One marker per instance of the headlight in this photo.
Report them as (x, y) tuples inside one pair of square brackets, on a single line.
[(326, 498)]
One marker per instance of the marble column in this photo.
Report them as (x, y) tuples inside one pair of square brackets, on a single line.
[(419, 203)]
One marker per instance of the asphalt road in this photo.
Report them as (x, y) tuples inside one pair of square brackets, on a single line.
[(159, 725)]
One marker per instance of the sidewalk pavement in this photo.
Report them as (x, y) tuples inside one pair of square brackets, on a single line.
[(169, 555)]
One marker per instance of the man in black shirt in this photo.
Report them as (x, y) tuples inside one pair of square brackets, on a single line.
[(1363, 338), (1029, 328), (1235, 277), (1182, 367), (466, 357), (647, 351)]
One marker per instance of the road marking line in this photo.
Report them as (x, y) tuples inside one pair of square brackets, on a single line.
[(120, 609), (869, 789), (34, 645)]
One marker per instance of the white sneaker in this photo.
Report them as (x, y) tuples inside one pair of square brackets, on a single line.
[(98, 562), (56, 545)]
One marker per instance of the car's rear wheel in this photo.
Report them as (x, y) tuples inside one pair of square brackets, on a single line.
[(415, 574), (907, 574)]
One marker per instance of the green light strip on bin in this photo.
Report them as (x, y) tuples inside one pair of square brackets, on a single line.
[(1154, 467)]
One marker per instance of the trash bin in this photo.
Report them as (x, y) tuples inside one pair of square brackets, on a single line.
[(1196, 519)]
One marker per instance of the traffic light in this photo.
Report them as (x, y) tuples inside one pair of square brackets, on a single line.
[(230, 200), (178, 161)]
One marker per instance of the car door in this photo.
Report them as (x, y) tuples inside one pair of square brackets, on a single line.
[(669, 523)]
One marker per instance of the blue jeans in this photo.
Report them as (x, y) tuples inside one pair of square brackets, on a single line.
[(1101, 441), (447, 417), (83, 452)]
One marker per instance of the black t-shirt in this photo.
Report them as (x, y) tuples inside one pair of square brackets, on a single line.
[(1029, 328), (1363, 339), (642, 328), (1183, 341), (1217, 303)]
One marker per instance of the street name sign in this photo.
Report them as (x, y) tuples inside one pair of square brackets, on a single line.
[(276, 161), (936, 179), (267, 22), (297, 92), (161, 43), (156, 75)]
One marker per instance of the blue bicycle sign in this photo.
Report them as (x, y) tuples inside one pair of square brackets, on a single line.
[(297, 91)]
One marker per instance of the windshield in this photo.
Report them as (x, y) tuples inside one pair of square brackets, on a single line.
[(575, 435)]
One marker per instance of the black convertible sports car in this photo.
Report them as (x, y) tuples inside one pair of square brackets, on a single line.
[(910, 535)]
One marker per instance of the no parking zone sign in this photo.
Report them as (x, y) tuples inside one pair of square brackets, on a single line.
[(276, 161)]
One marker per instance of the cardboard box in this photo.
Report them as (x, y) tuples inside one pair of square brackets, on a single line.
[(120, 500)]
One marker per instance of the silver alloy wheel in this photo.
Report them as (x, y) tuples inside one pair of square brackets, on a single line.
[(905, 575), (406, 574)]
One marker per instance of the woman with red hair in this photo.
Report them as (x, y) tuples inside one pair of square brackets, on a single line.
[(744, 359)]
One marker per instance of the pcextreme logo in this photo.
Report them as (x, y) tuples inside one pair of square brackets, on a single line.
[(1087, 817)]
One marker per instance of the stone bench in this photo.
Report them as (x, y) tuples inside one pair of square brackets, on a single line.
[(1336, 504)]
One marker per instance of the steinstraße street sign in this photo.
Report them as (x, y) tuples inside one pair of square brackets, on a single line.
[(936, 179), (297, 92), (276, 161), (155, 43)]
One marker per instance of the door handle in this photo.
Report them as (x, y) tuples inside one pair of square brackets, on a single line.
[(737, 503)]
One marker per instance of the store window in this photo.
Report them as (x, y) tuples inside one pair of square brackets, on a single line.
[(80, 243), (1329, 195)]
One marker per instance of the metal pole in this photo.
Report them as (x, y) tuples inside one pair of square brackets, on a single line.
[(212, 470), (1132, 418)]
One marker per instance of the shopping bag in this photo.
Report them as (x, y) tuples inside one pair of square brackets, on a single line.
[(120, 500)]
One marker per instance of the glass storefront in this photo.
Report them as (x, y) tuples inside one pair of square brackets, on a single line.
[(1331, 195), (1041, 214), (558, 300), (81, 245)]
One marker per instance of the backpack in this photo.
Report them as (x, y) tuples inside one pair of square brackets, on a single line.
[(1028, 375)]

========================

THE TASK » The lines holding the string "door" in the listing above are what you should copy out.

RESPONSE BOX »
One marker per instance of the car door in this photo.
One marker per instance of the door handle in this photo.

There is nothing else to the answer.